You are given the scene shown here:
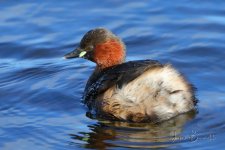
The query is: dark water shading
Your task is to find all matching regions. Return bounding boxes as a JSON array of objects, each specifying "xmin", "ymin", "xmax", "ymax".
[{"xmin": 0, "ymin": 0, "xmax": 225, "ymax": 150}]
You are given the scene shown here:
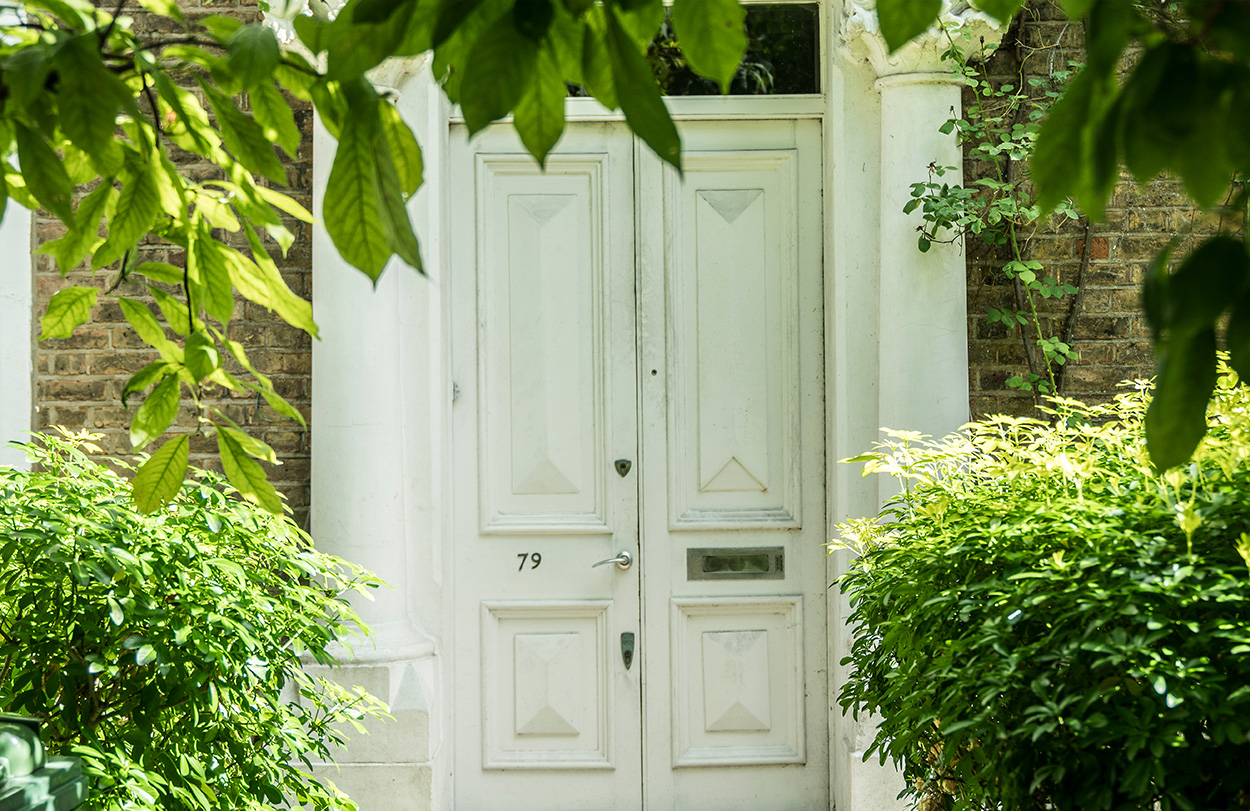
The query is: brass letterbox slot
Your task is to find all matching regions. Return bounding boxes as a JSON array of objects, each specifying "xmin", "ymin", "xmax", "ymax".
[{"xmin": 686, "ymin": 546, "xmax": 785, "ymax": 580}]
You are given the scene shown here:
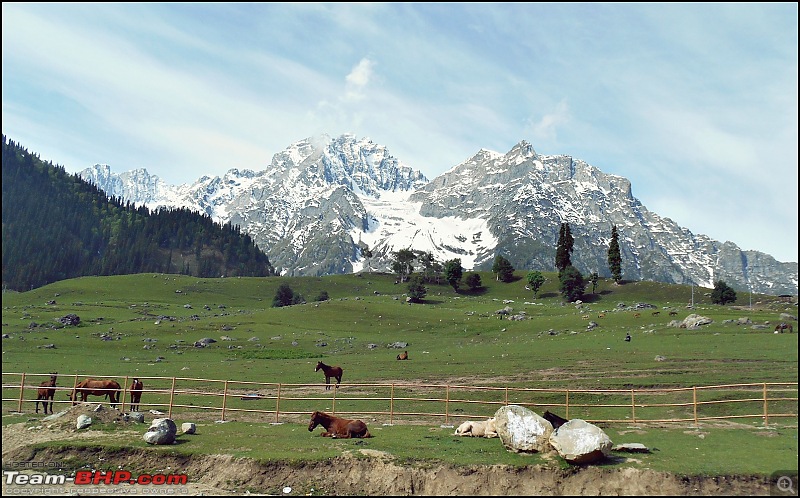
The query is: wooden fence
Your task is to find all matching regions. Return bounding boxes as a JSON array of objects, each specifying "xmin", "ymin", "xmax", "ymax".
[{"xmin": 2, "ymin": 373, "xmax": 798, "ymax": 425}]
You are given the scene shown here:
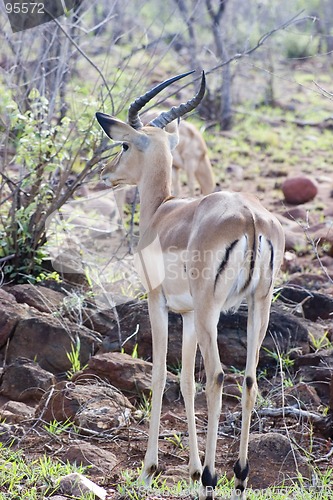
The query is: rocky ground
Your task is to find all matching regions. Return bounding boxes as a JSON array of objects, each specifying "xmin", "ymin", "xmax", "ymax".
[
  {"xmin": 0, "ymin": 228, "xmax": 333, "ymax": 498},
  {"xmin": 0, "ymin": 86, "xmax": 333, "ymax": 499}
]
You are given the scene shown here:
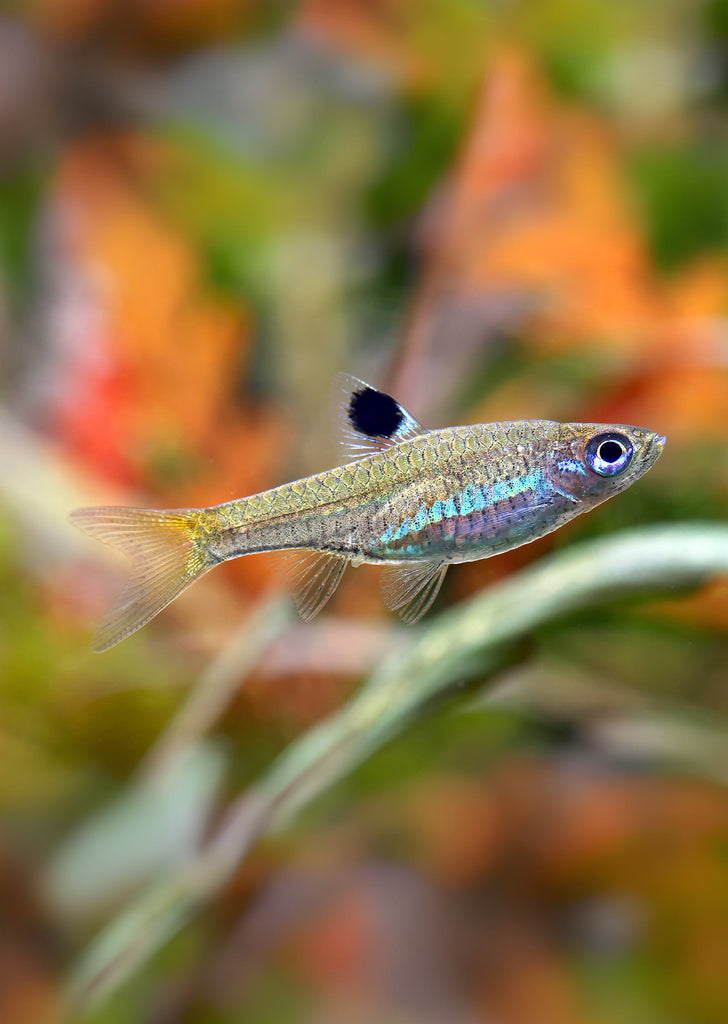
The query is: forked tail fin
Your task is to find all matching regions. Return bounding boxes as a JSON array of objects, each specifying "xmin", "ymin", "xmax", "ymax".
[{"xmin": 70, "ymin": 508, "xmax": 216, "ymax": 651}]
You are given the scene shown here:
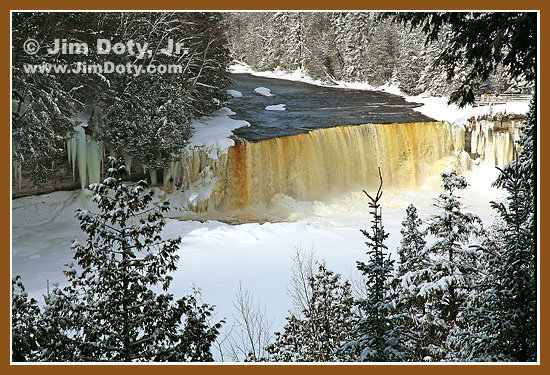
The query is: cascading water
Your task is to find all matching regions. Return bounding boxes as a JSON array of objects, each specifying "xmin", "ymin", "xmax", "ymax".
━━━━━━━━━━
## INSTRUCTIONS TO FOLLOW
Rewrite the lines above with every "scene" changed to "image" and nothing else altered. Leave out the pictures.

## COMPLETED EXERCISE
You are given the image shown here:
The query is: dark water shading
Your task is to find all matching regions. Return bounding boxes as a JSON array of objects, each specifying "xmin", "ymin", "xmax", "ymax".
[{"xmin": 0, "ymin": 0, "xmax": 225, "ymax": 150}]
You are given the image shown here:
The query is: brass letterbox slot
Your task is to find all matching regions. Return bounding boxes as a JSON array of objects, each specifying "xmin", "ymin", "xmax", "ymax".
[{"xmin": 686, "ymin": 546, "xmax": 785, "ymax": 580}]
You are given the image shown here:
The query is: wooden fence
Your task is to find all matching regions. Return bounding boxes as a JSON array of objects, each specifying "xmin", "ymin", "xmax", "ymax".
[{"xmin": 2, "ymin": 373, "xmax": 798, "ymax": 425}]
You are given the image shown here:
The query is: rocky ground
Your task is to find all matching regions. Return bounding boxes as a JSON array of objects, each specifying "xmin", "ymin", "xmax", "ymax".
[
  {"xmin": 0, "ymin": 228, "xmax": 333, "ymax": 498},
  {"xmin": 0, "ymin": 86, "xmax": 333, "ymax": 499}
]
You are given the image shown here:
The query is: forked tail fin
Your task is to find all matching regions. Return bounding boxes as a JSON array of objects, each specifying "xmin", "ymin", "xmax", "ymax".
[{"xmin": 70, "ymin": 508, "xmax": 216, "ymax": 651}]
You are given the image shown here:
The query is: cascading water
Your task is to find all matching regions. Return bounding boxes as a JSON array of objects, each specifying "xmin", "ymin", "xmax", "ymax".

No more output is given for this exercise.